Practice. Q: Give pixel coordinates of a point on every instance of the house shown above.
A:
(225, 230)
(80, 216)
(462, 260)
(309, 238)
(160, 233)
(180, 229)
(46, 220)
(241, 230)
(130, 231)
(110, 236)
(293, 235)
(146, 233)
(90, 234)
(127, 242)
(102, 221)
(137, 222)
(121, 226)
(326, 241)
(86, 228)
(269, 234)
**********
Write out all records exactly, keeping every detail.

- The completed task
Practice. Q: Give pixel coordinates of a point on every instance of the house shown above.
A:
(225, 230)
(80, 216)
(462, 260)
(309, 238)
(160, 233)
(180, 229)
(46, 220)
(241, 230)
(130, 231)
(110, 236)
(293, 235)
(146, 233)
(90, 234)
(127, 242)
(102, 221)
(137, 222)
(121, 226)
(326, 241)
(86, 228)
(269, 234)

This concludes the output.